--- start Supplied text ---

I can’t help wondering what Hasbro executives were thinking in licensing the company’s Ouija board property to Universal Pictures. Just how many copies of this seance-themed novelty item — suitable for players age 8 and up who might be looking to commune with the dead on family game night — were they hoping to sell? A horror movie that practically opens with a shot of someone throwing the infernal thing into a fireplace is not exactly the best commercial.

A better question might be: Will this gambit sell movie tickets?

Ouija, the film, is in a difficult position vis-vis Ouija, the board game. Unlike other beloved Hasbro properties that have been turned into films (e.g., Battleship, G.I. Joe action figures and Transformer robot toys), the object at the centre of this story — a device that has been said to facilitate communication with ghosts — still creeps a lot of people out.

That, of course, is an excellent reason to make a scary movie. The thing is, if you’re going to do it, it better actually be scary.

Though Ouija starts off evoking a nicely eerie atmosphere of dread, it ultimately goes too far, making the liminal space between the spirit world and this one all too eye-rollingly literal.

There’s actually some good news here. Ouija features a strong, believable cast. The young actors playing a group of teens who get sucked into an obsession with an antique Ouija board after the suspicious death of a friend (Shelley Hennig) are quite good at conveying the mix of healthy scepticism and morbid fascination that is necessary to pull an audience into the tale. Anything that presupposes the existence of a form of supernatural texting — via a movable planchette sliding over a board that has been printed with the letters of the alphabet — is going to be a tough sell, in this modern age of reason and instant messaging.

--- end Supplied text ---

# Written task:
Please repeat a passage from the Ouija review word for word, beginning at the words "I can’t help" and stopping after "the best commercial.".

--- start Record set ---

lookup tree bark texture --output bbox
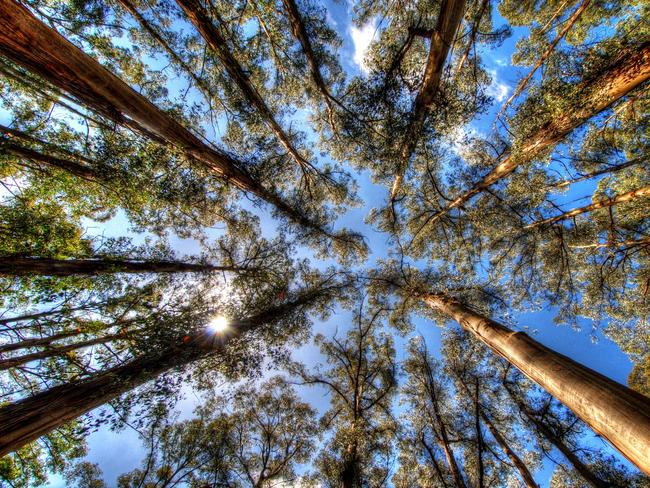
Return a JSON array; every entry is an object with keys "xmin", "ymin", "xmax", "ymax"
[
  {"xmin": 504, "ymin": 385, "xmax": 610, "ymax": 488},
  {"xmin": 0, "ymin": 257, "xmax": 238, "ymax": 276},
  {"xmin": 0, "ymin": 289, "xmax": 323, "ymax": 457},
  {"xmin": 390, "ymin": 0, "xmax": 465, "ymax": 201},
  {"xmin": 0, "ymin": 0, "xmax": 322, "ymax": 231},
  {"xmin": 524, "ymin": 186, "xmax": 650, "ymax": 229},
  {"xmin": 423, "ymin": 294, "xmax": 650, "ymax": 474},
  {"xmin": 433, "ymin": 42, "xmax": 650, "ymax": 221}
]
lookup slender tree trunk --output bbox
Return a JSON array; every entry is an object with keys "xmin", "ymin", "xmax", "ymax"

--- end Record set ---

# Answer for the task:
I can’t help wondering what Hasbro executives were thinking in licensing the company’s Ouija board property to Universal Pictures. Just how many copies of this seance-themed novelty item — suitable for players age 8 and up who might be looking to commune with the dead on family game night — were they hoping to sell? A horror movie that practically opens with a shot of someone throwing the infernal thing into a fireplace is not exactly the best commercial.